> [Document extract]:

* * * * *

On July 7, authorities arrested four photographers on charges of spying for Russia but subsequently gave them suspended sentences in a pretrial plea bargain. Media and advocacy groups questioned the lack of transparency and overall handling of the case, in particular how suspects for a crime as serious as espionage could be given suspended sentences. The government responded that the level of cooperation provided by the photographers in identifying other persons engaged in espionage was the basis for the lenient sentence. The lack of government transparency led more than 40 reporters to claim the photographers were targeted for either taking or publishing graphic photographs of police dispersing the May 26 protest. The Ministry of Internal Affairs asserted that recorded wiretaps and taped confessions substantiated the espionage charges. The watchdog group Coalition for Media Advocacy noted that the arrests and lack of transparency in the case triggered a sense of insecurity among the media.
The Revenue Service released information regarding the tax amnesties granted to all television stations in 2010. Progovernment station Rustavi 2, GPB, and independent, Batumi-based station TV25 were the major beneficiaries of the amnesty because they had the highest debt levels.
Censorship and Content Restrictions: Throughout the year NGOs, independent analysts, and journalists accused high-ranking government officials and opposition politicians of influencing editorial and programming decisions through their personal connections with news directors and media executives and by directing advertising using their personal connections with business owners. Transparency International Georgia's National Integrity System Assessment for 2011 noted that the government "is generally understood to have established control over the country's most influential television stations through their acquisition by government-friendly businessmen, forcing journalists employed by these stations to practice self-censorship."
The International Research and Exchanges Board's Media Sustainability Index 2011, which covered 2010, again reported that partisanship pervaded the news industry. Mainstream television broadcast progovernment content, while smaller outlets promoted opposition viewpoints.
The GNCC issues broadcast licenses as either a "general license" for news and political programming or an "entertainment only" license that strictly limits content, thereby giving the commission substantial control over programming. In 2011 the GNCC began issuing licenses for the first time since 2008. By law the GNCC must issue licenses according to public interest surveys. According to a survey by Tbilisi-based BCG Research published on March 4, Georgian viewers preferred entertainment shows over news programs. Media analysts noted that these findings were inconsistent with survey information from the Caucasus Research Resource Center. The GNCC issued or renewed 25 broadcast licenses in 2011, including several licenses to outlets considered pro-opposition.

* * * * *

> [Tasks and exercises]:
- 1) Reproduce the passage on press freedom in Georgia word for word between "The Revenue Service" and "highest debt levels.", inclusive.
- 2) Continue the passage on press freedom in Georgia, starting after its final sentence.

* * * * *

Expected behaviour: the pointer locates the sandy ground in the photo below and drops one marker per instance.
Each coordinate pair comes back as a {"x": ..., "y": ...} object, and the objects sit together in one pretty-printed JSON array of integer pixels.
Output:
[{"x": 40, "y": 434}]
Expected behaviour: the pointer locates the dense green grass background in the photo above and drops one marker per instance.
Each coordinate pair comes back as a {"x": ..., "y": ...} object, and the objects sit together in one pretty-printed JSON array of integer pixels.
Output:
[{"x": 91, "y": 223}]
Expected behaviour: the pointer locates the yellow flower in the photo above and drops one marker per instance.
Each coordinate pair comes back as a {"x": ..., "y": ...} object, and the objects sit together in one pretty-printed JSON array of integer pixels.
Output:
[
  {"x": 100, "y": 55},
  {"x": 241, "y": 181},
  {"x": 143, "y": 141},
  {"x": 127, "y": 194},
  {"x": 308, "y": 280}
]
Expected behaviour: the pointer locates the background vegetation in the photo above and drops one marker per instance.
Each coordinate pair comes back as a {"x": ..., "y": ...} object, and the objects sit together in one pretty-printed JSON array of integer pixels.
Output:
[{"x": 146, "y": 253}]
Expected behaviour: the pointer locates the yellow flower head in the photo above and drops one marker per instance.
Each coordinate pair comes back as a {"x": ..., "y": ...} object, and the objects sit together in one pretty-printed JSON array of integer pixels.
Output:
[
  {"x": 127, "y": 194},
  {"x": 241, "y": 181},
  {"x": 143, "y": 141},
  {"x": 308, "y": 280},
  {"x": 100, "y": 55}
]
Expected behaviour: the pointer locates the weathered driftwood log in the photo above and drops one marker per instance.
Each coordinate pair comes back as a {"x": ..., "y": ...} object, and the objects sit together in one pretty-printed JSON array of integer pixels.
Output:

* * * * *

> [Answers by task]:
- 1)
The Revenue Service released information regarding the tax amnesties granted to all television stations in 2010. Progovernment station Rustavi 2, GPB, and independent, Batumi-based station TV25 were the major beneficiaries of the amnesty because they had the highest debt levels.

- 2)
Journalists said they self-censored reporting that did not reflect the media owners' views out of fear of losing their jobs. Authorities also reportedly intimidated journalists into censoring their reports. Gela Mtivlishvili reported that a former prosecutor threatened him by e-mail regarding his reporting. The public defender recommended opening an investigation into the report. Opposition party representatives and media advocates reported that they believed journalists either did not cover or lightly covered events that showed the government in a negative light out of concern that critical pieces would not be aired or could potentially cost them their jobs.
Nongovernment Impact: In November a conflict between the owners of opposition Maestro TV and its managing firm temporarily severely limited Maestro's broadcasting capability and disrupted all news programs. The channel was one of the country's few independent broadcasters, and disruption of its regular programming was a source of concern for civil society.
Media in the separatist regions of South Ossetia and Abkhazia remained tightly restricted by de facto authorities and Russian occupying forces.
Mari Otarashvili, a journalist for the independent Rezonansi newspaper, reported the Georgian governor (in exile) of the Akhalgori region, Zurab Pitskhelauri, threatened her, attempted to blackmail her, and advised her to write her articles "correctly" on several occasions during the year. Otarashvili was one of the few Georgian journalists reporting in occupied South Ossetia with the permission of de facto authorities, and her reporting was often critical of local government officials.
Internet Freedom
Outside of Abkhazia and South Ossetia, there were no government restrictions on access to the Internet or reports that the government monitored e-mail or Internet chat rooms. However, amendments to the Law on Operative-Investigative Activity, adopted in November 2010, oblige communication companies to make private information available for government investigations, providing law enforcement officials with access to private e-mails, chat rooms, and open and closed conversations on the Internet.
Insufficient information was available about Internet freedom in the occupied territories.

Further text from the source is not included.